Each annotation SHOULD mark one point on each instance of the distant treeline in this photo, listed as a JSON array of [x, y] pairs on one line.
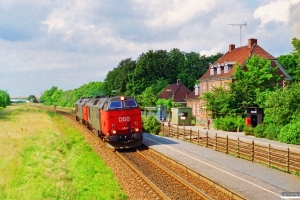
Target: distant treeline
[[150, 73]]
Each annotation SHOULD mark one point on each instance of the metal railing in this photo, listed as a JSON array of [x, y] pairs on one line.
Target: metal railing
[[284, 160]]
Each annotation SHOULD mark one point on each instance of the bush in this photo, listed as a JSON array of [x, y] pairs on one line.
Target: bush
[[272, 131], [259, 131], [249, 130], [229, 123], [290, 133], [151, 124]]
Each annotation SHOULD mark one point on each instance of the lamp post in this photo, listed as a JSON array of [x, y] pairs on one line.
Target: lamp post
[[169, 90]]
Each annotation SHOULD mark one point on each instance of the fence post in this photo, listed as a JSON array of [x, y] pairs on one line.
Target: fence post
[[227, 144], [238, 148], [198, 137], [269, 148], [206, 138], [288, 160], [252, 153], [216, 138]]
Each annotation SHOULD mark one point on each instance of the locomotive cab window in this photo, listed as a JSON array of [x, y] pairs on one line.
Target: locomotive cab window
[[115, 104], [130, 103]]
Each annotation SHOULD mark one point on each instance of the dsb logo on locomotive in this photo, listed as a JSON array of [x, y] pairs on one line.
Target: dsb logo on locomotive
[[124, 119]]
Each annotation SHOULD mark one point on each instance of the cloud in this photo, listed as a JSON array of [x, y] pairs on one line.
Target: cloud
[[171, 13], [278, 11]]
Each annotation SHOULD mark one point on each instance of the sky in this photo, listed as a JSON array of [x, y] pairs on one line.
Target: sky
[[73, 42]]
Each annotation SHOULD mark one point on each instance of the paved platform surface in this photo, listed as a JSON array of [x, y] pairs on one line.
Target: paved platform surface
[[246, 179]]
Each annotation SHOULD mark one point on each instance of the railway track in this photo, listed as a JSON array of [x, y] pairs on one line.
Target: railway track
[[167, 183], [146, 174]]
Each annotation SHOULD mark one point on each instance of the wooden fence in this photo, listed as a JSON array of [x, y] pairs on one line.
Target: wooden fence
[[284, 160]]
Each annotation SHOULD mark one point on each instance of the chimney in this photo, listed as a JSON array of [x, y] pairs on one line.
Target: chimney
[[231, 47], [178, 81], [251, 42]]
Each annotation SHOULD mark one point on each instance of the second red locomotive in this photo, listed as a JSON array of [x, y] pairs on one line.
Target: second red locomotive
[[117, 120]]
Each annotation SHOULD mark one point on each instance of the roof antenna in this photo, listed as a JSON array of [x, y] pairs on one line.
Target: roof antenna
[[240, 25]]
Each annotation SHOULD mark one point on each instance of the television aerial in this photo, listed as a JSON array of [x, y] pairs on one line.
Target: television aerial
[[240, 25]]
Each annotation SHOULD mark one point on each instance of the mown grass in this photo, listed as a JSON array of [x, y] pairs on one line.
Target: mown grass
[[43, 157]]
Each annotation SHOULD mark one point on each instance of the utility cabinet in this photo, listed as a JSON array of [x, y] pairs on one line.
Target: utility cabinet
[[181, 116]]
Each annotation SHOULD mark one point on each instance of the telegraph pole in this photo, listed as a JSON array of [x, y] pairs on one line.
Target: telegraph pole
[[240, 25]]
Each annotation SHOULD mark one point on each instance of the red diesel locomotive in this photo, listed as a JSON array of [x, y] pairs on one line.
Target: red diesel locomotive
[[117, 120]]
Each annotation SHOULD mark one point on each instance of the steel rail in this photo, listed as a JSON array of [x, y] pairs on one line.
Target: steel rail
[[152, 185], [179, 179]]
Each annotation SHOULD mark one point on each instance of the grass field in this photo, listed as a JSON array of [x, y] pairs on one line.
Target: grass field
[[42, 157]]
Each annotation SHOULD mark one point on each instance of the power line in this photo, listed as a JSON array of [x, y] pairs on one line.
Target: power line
[[240, 25]]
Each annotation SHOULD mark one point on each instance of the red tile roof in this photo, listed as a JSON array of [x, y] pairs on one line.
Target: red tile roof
[[238, 55], [179, 91]]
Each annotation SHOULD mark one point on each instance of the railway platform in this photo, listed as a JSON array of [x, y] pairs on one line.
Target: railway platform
[[246, 179]]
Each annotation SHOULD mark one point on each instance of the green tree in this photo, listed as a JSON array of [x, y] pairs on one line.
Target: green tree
[[166, 102], [291, 62], [219, 102], [46, 97], [67, 99], [91, 89], [150, 67], [282, 106], [147, 98], [119, 77], [4, 99], [32, 98], [256, 77]]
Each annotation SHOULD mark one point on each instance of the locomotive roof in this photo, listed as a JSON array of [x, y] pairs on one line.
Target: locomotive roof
[[82, 101], [100, 101]]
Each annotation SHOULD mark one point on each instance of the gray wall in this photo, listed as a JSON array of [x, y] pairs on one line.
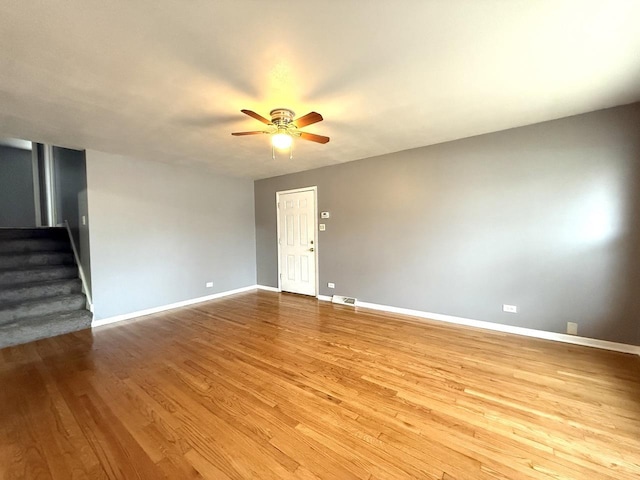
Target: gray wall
[[71, 200], [544, 217], [71, 180], [159, 232], [17, 207]]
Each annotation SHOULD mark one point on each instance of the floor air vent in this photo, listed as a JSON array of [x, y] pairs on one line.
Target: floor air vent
[[344, 300]]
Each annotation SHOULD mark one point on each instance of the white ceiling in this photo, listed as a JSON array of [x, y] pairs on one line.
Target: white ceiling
[[166, 79]]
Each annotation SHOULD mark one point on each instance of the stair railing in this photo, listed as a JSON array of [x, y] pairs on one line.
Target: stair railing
[[83, 278]]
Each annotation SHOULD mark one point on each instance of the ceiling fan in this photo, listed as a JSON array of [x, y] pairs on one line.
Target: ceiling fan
[[284, 126]]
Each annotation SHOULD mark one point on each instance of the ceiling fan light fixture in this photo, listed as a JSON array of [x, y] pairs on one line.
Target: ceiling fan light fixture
[[281, 140]]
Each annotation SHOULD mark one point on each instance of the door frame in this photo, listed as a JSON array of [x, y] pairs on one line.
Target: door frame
[[314, 189]]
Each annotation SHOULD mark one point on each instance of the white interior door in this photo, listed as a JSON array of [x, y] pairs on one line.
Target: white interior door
[[297, 242]]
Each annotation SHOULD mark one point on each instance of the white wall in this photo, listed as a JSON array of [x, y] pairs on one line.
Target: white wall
[[159, 232]]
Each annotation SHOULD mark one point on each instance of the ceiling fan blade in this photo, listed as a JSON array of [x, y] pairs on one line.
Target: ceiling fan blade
[[256, 116], [238, 134], [308, 119], [313, 137]]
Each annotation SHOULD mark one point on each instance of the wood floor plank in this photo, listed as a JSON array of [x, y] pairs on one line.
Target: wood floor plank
[[277, 386]]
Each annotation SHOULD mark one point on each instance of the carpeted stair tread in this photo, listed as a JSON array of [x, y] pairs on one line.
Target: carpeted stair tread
[[10, 312], [26, 245], [40, 292], [38, 232], [32, 291], [16, 276], [25, 260], [29, 330]]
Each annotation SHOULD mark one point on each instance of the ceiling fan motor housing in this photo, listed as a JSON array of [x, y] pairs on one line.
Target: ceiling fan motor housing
[[281, 117]]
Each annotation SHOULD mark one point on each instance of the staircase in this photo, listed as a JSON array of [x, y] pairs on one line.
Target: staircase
[[40, 292]]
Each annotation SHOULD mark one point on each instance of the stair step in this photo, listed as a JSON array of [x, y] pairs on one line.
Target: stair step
[[26, 245], [21, 293], [29, 330], [22, 260], [10, 312], [15, 277], [40, 232]]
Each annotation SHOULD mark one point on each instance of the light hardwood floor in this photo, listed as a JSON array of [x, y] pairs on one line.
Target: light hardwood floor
[[273, 386]]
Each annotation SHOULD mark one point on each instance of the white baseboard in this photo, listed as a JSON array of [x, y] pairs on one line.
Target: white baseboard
[[529, 332], [162, 308], [268, 289]]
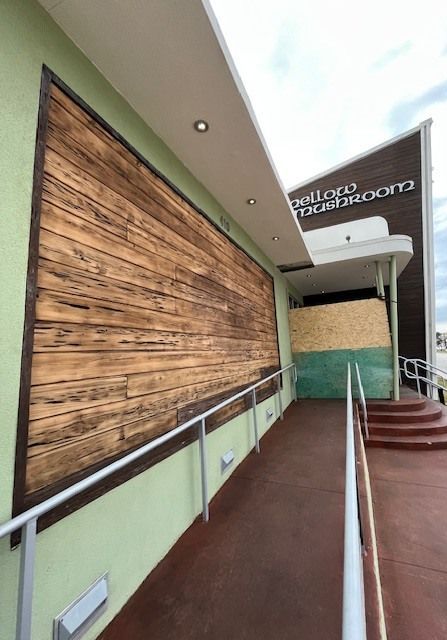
══════════════════════════════
Exclude images. Return the data above verbatim.

Solution to this problem
Each annotation SHOULD mark one point on each instance of the distant treeline in this photo, listed as a JSON array of [x, y] pairs on one line.
Target: distant treeline
[[150, 73]]
Each annotation SHOULD mark one point on each instance of the metal railing in this photo, listed as a JSON array of [x, y] pairs on one line.
Target: metal railing
[[284, 160]]
Each annotation SHOULD mark one point on each instance of the bush in this photo, listed as a JSON array of [x, y] pairs on one line.
Target: bush
[[272, 131], [259, 131], [249, 130], [229, 123], [290, 133], [151, 124]]
Each annotation SHOULD mark one point on each instance of the lamp post in this photo, listed as a JSON array of [x, y] pairs on one line.
Target: lamp post
[[169, 90]]
Each annotation SHOULD mark one point on each instance of the fence post in this photo, listed as a JSON array of [x, y] pairs on one line.
Target: fence post
[[227, 144], [238, 148], [198, 137], [269, 148], [206, 138], [288, 160], [252, 153], [216, 138]]
Each annotation SHOULD mark one point on each instance of the locomotive cab window in this photo, listed as a JSON array of [x, y] pairs on one line.
Target: locomotive cab window
[[115, 104], [130, 103]]
Each annotation SHOULD mark one point on each instance of the dsb logo on locomotive in this photo, listed as a JSON array of [x, y] pairs on one line.
Target: dsb logo on locomotive
[[124, 119]]
Each annotation SHOULD mark one point on each instance of the cloud in this photo, listed as a JSON array of [x, y] pairs on one line.
Target: cloud
[[171, 13], [278, 11]]
Each annotation SHOULD mark one point on each instance of the sky in this photo, listed as a JSON array of [x, y] pairs on one line.
Target: sky
[[73, 42]]
Each annotation SHOULD mark one point on each instance of the paved platform surface in this photo, listed as a JSON array of [x, y] pairs on one line.
Target: paved platform surface
[[246, 179]]
Each annotation SHOULD mark one point on each instance of the railway track in this photo, listed as a JSON array of [x, y] pairs on one line.
Target: railway track
[[167, 183], [146, 174]]
Each annotation SHOULD mark one point on each instance of the wooden fence in this photo, listed as a JSON array of [x, y] pairs on one line.
Target: wooden fence
[[284, 160]]
Each annotation SHOULD mark one point on each instance of the chimney in this photo, listed as a JSON array of [x, y] pairs on one line.
Target: chimney
[[231, 47], [178, 81], [251, 42]]
Each annotation SHOULD mark one point on each instance of the second red locomotive in this photo, listed as a JSON array of [x, y] pairs on one line.
Target: second red locomotive
[[117, 120]]
Each annotation SHOULD mark one point on each instance of the roof antenna in this photo, listed as a JSON array of [x, y] pairs on one line.
Target: roof antenna
[[240, 25]]
Each annotation SHOULD mark one point on each instance of the television aerial in this photo, listed as a JSON array of [x, y] pairs on one line.
Target: television aerial
[[240, 25]]
Each annotation SHOULD mark one point on each instance of the mown grass in this photo, listed as a JSON array of [x, y] pairs on one line.
Target: mown grass
[[43, 157]]
Each annotation SHOULD mark one point on each instance of the utility cabinet in this photo, listed as a JSON array of [x, y] pairs on one line.
Target: utility cabinet
[[181, 116]]
Each annotation SHOULD mark one point on each instance of the telegraph pole in this photo, listed as a JSON array of [x, y] pairs on one line.
Target: telegraph pole
[[240, 25]]
Each annotation SHOULD mark one point on each instance of the red diesel locomotive in this photo, listed as a JSON array of [x, y] pairs on one line.
Target: red diesel locomotive
[[117, 120]]
Each annotation SHOULD mark one point on each instance of the steel rail in this photo, listed as a JSON array of [x, y] pairs on one line.
Target: steel rail
[[152, 185], [179, 179]]
Each annotation SHOULD mark one point on each instance of the grass field in this photo, listed as a JSON array of [x, y] pairs on one line.
Target: grass field
[[42, 157]]
Each annotation SHOULD mark one point on each instance of the power line in this photo, listed as a JSON array of [x, y] pairs on one line.
Target: power line
[[240, 25]]
Each annotation SHOULD mark one point on each instance of the red tile roof in this photo, listed as a JSON array of [x, y] pairs on one line.
Target: red tile roof
[[238, 55], [179, 91]]
Each annotation SHOULD mark one point on each instance of the railway platform in this photo, listed as a JSON array of [x, y] pairs on one line.
Target: railway platform
[[246, 179]]
Each annotation SHOULD mark one point on each instance of the green tree in this photo, listed as a JSON array of [x, y] pairs on one line.
Target: green tree
[[166, 102], [291, 62], [219, 102], [46, 97], [67, 99], [91, 89], [150, 67], [282, 106], [147, 98], [119, 77], [4, 99], [32, 98], [256, 77]]
Each annotation SHOULD mark one point on each instance of the locomotive roof in this photo, listed as a JSON array of [x, y] pairs on one line.
Target: locomotive roof
[[82, 101], [100, 101]]
Each annotation SHOULD mark one point on each instance of the gray wall in this photo, listed as a JSON array of [x, y] pairs on one line.
Target: gray wall
[[71, 200], [544, 217], [71, 180], [159, 232], [17, 207]]
Each annotation SHOULD mark one point on each instance of the floor air vent in this photo, listed as a JSON array of [x, y] pairs on one line.
Target: floor air vent
[[344, 300]]
Each annotation SHOULD mark one point on each instance of the white ceiling in this photo, listed as a JSON array of [x, y] pairs on one line.
Target: white ceiling
[[166, 79]]
Each annotation SHOULD mark one point on each instance of the stair railing in this photo, listed as a JSON array of [x, y] pairs on one line.
Target: stair railing
[[83, 278]]
Each annotation SHOULD mark one point on each instance of the ceiling fan in this photo, listed as a JSON array of [x, y] pairs on one line.
Target: ceiling fan
[[284, 126]]
Each annotation SHOULD mark one point on each instance of the ceiling fan light fixture in this photo, listed as a JSON array of [x, y] pairs on one line.
Target: ceiling fan light fixture
[[281, 140]]
Each annotation SHOULD mark one point on each instance of the door frame in this photo, listed as a JSON array of [x, y] pairs on one line.
Target: door frame
[[314, 189]]
Each annotation SHOULD mark one point on each instance of the white interior door in this photo, listed as a JSON array of [x, y] pairs on one line.
Target: white interior door
[[297, 242]]
Each annotation SHOULD mark one point on each instance of the white wall in this photo, listed as a JSON array of [x, y] pairs on one line.
Target: white wall
[[159, 232]]
Each annotation SHOULD mark one point on each instance of the ceiling fan blade in this photo, listed as a JSON array of [x, y] pairs on one line.
Target: ceiling fan blade
[[256, 116], [238, 134], [308, 119], [313, 137]]
Each annotation SHOULD mark one point on each instance of the wood floor plank in this photo, listed as a JSON array of [x, y] pairs on one line.
Target: wood floor plank
[[277, 386]]
Each annotation SHOULD mark one point on each instance of the carpeted stair tread in this photo, listed as a JSON array of [x, y] pairs on one line.
Target: carpeted stair tread
[[10, 312], [26, 245], [40, 292], [38, 232], [32, 291], [16, 276], [25, 260], [29, 330]]
Each annotation SHOULD mark one point on each instance of the ceiling fan motor housing in this photo, listed as a JSON array of [x, y] pairs on one line.
Target: ceiling fan motor housing
[[281, 117]]
Each annotation SHOULD mark one point on each instance of the staircase in this photo, listed as a JSON array of [x, y] pairs on one line.
Target: staircase
[[40, 292]]
Each annotation SHOULD mark one point on each instance of the stair step in this photo, listed as a JSON array of [x, y] pairs on one line.
Target: stair step
[[26, 245], [21, 293], [29, 330], [22, 260], [10, 312], [15, 277], [40, 232]]
Each annotation SHOULD mark one point on each instance of the light hardwood floor in this photo, listed as a JSON array of [x, y] pairs on one line.
Target: light hardwood floor
[[273, 386]]
Each annotation SHOULD mark one point on each instance of the white baseboard in this photo, listed as a JSON array of [x, y] pairs on one line.
Target: white baseboard
[[529, 332], [162, 308], [268, 289]]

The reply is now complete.